What follows is a block of records; reproduce all of it verbatim.

::::::

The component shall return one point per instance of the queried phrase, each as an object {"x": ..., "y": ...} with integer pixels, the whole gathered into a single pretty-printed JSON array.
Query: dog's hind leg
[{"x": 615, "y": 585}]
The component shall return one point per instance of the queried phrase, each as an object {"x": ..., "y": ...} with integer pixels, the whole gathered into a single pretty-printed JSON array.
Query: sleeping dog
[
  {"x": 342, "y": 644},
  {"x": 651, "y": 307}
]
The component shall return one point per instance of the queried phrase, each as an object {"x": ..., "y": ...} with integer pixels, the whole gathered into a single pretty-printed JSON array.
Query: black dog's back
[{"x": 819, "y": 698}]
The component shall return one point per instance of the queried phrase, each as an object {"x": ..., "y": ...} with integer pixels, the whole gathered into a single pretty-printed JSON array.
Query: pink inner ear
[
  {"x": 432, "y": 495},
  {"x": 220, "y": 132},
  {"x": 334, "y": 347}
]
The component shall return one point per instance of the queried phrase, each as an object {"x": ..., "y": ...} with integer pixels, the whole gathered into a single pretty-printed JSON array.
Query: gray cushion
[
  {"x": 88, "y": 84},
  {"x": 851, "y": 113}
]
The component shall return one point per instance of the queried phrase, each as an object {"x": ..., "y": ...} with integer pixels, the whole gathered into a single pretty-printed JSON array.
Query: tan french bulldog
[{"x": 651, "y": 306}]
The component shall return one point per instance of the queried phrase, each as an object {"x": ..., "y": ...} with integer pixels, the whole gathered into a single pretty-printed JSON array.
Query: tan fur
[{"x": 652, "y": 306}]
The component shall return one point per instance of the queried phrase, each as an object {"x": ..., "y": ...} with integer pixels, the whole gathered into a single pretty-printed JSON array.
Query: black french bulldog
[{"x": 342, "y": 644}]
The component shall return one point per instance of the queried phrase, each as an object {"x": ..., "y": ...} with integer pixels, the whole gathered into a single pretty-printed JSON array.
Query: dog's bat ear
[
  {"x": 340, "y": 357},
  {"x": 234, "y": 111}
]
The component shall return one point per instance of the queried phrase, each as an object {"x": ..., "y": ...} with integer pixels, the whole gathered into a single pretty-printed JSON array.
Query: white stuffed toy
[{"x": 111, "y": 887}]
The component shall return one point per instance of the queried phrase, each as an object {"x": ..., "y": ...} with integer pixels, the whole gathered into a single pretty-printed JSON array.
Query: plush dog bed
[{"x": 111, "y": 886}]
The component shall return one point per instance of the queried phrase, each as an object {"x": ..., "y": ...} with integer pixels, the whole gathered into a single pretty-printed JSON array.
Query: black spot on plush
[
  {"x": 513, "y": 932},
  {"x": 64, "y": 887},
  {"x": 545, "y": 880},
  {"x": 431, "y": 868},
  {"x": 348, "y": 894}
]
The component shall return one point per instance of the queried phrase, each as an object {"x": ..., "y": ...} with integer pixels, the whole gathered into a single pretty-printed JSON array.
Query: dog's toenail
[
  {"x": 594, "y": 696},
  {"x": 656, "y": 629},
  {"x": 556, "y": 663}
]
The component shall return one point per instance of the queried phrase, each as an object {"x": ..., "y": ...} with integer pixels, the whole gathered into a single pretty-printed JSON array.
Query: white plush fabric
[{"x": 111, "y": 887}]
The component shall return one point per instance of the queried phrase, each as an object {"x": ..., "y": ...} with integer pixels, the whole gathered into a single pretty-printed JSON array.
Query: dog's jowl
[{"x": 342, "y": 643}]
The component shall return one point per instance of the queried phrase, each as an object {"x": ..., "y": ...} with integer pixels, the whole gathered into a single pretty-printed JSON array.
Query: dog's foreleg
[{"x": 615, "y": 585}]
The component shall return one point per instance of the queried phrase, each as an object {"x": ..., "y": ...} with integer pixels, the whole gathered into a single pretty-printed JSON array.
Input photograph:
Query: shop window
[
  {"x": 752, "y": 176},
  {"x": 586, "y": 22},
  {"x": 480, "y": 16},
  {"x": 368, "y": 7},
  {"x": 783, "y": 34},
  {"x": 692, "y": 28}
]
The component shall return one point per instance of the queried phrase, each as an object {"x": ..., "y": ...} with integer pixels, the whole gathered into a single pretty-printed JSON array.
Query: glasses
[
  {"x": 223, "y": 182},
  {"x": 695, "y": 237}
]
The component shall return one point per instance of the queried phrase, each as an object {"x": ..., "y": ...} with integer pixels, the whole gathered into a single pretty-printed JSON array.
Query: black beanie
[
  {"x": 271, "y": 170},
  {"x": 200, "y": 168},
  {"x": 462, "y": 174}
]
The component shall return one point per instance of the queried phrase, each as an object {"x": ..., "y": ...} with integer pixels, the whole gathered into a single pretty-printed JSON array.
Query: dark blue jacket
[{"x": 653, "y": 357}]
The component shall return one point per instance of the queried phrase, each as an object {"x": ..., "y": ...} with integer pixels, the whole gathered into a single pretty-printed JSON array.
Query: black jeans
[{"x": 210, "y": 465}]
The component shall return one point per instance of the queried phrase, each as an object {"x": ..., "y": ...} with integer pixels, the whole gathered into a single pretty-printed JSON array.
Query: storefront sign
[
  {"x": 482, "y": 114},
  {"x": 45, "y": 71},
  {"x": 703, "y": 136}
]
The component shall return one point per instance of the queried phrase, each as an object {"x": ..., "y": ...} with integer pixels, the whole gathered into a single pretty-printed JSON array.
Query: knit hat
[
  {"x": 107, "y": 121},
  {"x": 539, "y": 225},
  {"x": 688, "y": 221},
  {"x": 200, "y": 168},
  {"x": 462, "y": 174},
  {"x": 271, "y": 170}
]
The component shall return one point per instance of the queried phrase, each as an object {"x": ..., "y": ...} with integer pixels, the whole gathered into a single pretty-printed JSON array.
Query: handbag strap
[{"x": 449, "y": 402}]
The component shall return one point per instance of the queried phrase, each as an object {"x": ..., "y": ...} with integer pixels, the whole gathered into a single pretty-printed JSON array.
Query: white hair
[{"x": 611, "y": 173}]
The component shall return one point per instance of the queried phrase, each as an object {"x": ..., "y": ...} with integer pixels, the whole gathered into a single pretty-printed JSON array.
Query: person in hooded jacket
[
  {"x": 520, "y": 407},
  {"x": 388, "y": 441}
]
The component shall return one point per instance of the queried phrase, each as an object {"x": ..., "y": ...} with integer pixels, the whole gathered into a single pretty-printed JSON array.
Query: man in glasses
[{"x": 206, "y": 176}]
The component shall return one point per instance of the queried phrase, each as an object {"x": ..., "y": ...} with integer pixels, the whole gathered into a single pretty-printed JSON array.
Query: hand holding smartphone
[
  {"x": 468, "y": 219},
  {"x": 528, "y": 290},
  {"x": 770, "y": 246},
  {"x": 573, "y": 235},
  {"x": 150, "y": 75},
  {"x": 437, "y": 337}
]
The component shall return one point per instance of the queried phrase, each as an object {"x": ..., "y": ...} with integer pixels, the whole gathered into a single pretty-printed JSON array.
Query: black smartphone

::::::

> [Written solution]:
The component shall return one point per instance of the queried phrase, each as an object {"x": ..., "y": ...} with integer pixels, the whole gathered into a single pretty-printed JSON array.
Query: dog's hind leg
[{"x": 615, "y": 585}]
The component shall return one point per instance of the queried phrase, each as an object {"x": ..., "y": ...} with integer pixels, the whole gathered into a single pretty-printed JSON array.
Query: sleeping dog
[
  {"x": 342, "y": 644},
  {"x": 651, "y": 307}
]
The component shall return one point per instance of the queried phrase, each as an object {"x": ..., "y": ...} with integer pixels, the whole gathered into a single pretty-printed JSON array.
Query: black dog's back
[{"x": 819, "y": 698}]
The component shall return one point per instance of the queried phrase, each as an object {"x": ..., "y": ...} with integer pixels, the whole gathered into a single pretty-printed JSON array.
Query: pink inner ear
[
  {"x": 432, "y": 495},
  {"x": 220, "y": 132},
  {"x": 334, "y": 347}
]
The component shall return one point per instance of the queried phrase, each as an object {"x": ..., "y": ...} with integer pixels, the whole gathered into a single pretty-printed JSON array.
Query: gray cushion
[
  {"x": 88, "y": 84},
  {"x": 851, "y": 113}
]
The component shall return one point per instance of the queried phrase, each as an object {"x": ..., "y": ...} with integer pixels, the whole gathered into a single pretty-printed JSON array.
Query: tan french bulldog
[{"x": 651, "y": 306}]
The component shall return one point per instance of the queried phrase, each as an object {"x": ..., "y": ...} with integer pixels, the whole gathered into a single pretty-printed JSON array.
Query: tan fur
[{"x": 652, "y": 306}]
The component shall return one point per instance of the queried phrase, each as an object {"x": ..., "y": ...} with integer pixels, the whole gathered into a single pretty-printed JSON array.
Query: black french bulldog
[{"x": 342, "y": 644}]
The component shall return one point per instance of the queried phrase, each as an object {"x": ..., "y": ...} with integer pixels, the whole gathered into a single pretty-printed JSON array.
Query: dog's bat ear
[
  {"x": 340, "y": 357},
  {"x": 234, "y": 111}
]
The component shall return one point per instance of the queried phrase, each as an object {"x": ..., "y": ...} with integer pixels, the whole gathered into a single pretty-printed JSON array.
Query: white stuffed toy
[{"x": 111, "y": 887}]
The component shall return one point per instance of the queried phrase, each as an object {"x": ..., "y": ...} with integer pixels, the whole gathered into a single pretty-printed JSON array.
Query: plush dog bed
[{"x": 111, "y": 886}]
The component shall return one point per instance of the queried phrase, each as an object {"x": ..., "y": ...} with integer pixels, the whole gathered into a single pretty-printed JSON array.
Query: black spot on plush
[
  {"x": 513, "y": 932},
  {"x": 64, "y": 887},
  {"x": 545, "y": 880},
  {"x": 431, "y": 868},
  {"x": 348, "y": 894}
]
The component shall return one point per instance of the queried phrase, each as an object {"x": ..., "y": ...} with integer pixels, the whole gathered into a single pretty-printed JSON array.
Query: dog's toenail
[
  {"x": 594, "y": 696},
  {"x": 656, "y": 629},
  {"x": 556, "y": 663}
]
The component shall return one point per instance of the queried phrase, each as an object {"x": ..., "y": ...} with integer pixels, the whole gathered into a single pretty-printed JSON array.
Query: white plush fabric
[{"x": 111, "y": 887}]
The component shall return one point per instance of the queried phrase, each as an object {"x": ..., "y": ...} with integer pixels, the whole gathered into a single pretty-printed JSON array.
Query: dog's jowl
[{"x": 342, "y": 643}]
The component shall return one point per instance of the queried phrase, each as an object {"x": ..., "y": ...} with integer pixels, the whole gathered into a single pretty-printed JSON array.
Query: dog's foreleg
[{"x": 615, "y": 585}]
The component shall return one point per instance of the queried phrase, each as an object {"x": ..., "y": ...} with integer pixels, the whole gathered into a single pretty-printed JSON array.
Input photograph:
Query: shop window
[
  {"x": 752, "y": 176},
  {"x": 586, "y": 22},
  {"x": 480, "y": 16},
  {"x": 368, "y": 7},
  {"x": 783, "y": 34},
  {"x": 692, "y": 28}
]
The component shall return one point per instance of the queried phrase, each as an object {"x": ..., "y": ...} with integer pixels, the whole gathered into a single pretty-printed JSON array.
Query: glasses
[
  {"x": 223, "y": 182},
  {"x": 695, "y": 237}
]
The component shall return one point per instance of the queried phrase, each as an object {"x": ..., "y": ...} with integer pixels, the whole gathered into a single pretty-printed JSON array.
Query: black beanie
[
  {"x": 271, "y": 170},
  {"x": 200, "y": 168},
  {"x": 462, "y": 174}
]
The component shall return one point per instance of the queried phrase, each as an object {"x": ..., "y": ...} with integer pixels, the whole gathered into a single pretty-printed JSON array.
Query: dark blue jacket
[{"x": 653, "y": 357}]
The component shall return one point per instance of the queried phrase, each as an object {"x": ..., "y": ...} with integer pixels, the whole gathered into a single pretty-printed JSON array.
Query: black jeans
[{"x": 210, "y": 465}]
The component shall return one point per instance of the queried phrase, each as an object {"x": ..., "y": ...} with integer pixels, the whole gathered into a single pretty-printed JSON array.
Query: storefront sign
[
  {"x": 482, "y": 114},
  {"x": 45, "y": 71},
  {"x": 703, "y": 136}
]
The component shall return one point per instance of the queried phrase, each as an object {"x": ..., "y": ...} with integer pixels, the whole gathered into a single pretty-printed JSON array.
Query: knit hat
[
  {"x": 107, "y": 121},
  {"x": 539, "y": 225},
  {"x": 688, "y": 221},
  {"x": 200, "y": 168},
  {"x": 462, "y": 174},
  {"x": 271, "y": 170}
]
The component shall return one point per instance of the queried phrase, each as an object {"x": ..., "y": ...} with integer pixels, the whole gathered into a single pretty-printed JSON array.
Query: handbag strap
[{"x": 449, "y": 402}]
The component shall return one point per instance of the queried phrase, each as an object {"x": ..., "y": ...} with integer pixels, the whole gathered into a single pretty-printed JSON array.
Query: white hair
[{"x": 611, "y": 173}]
The component shall return one point per instance of the queried phrase, each as an object {"x": ..., "y": ...} with integer pixels, the whole gathered into a single pretty-printed JSON array.
Query: person in hooded jacket
[
  {"x": 520, "y": 407},
  {"x": 388, "y": 441}
]
The component shall return one point per instance of the queried phrase, each as an object {"x": ..., "y": ...} with integer pixels, the whole gathered into a single pretty-printed JSON array.
Query: man in glasses
[{"x": 206, "y": 176}]
The component shall return one point per instance of the queried phrase, each as an object {"x": ..., "y": ...} with integer pixels, the whole gathered into a single pretty-printed JSON array.
Query: hand holding smartphone
[
  {"x": 468, "y": 219},
  {"x": 528, "y": 290},
  {"x": 770, "y": 246},
  {"x": 573, "y": 235},
  {"x": 150, "y": 75},
  {"x": 437, "y": 337}
]
The component shall return one point per instance of the queried phrase, each as an object {"x": ..., "y": ...} with integer pixels, the whole gathered into a single pretty-printed JSON array.
Query: black smartphone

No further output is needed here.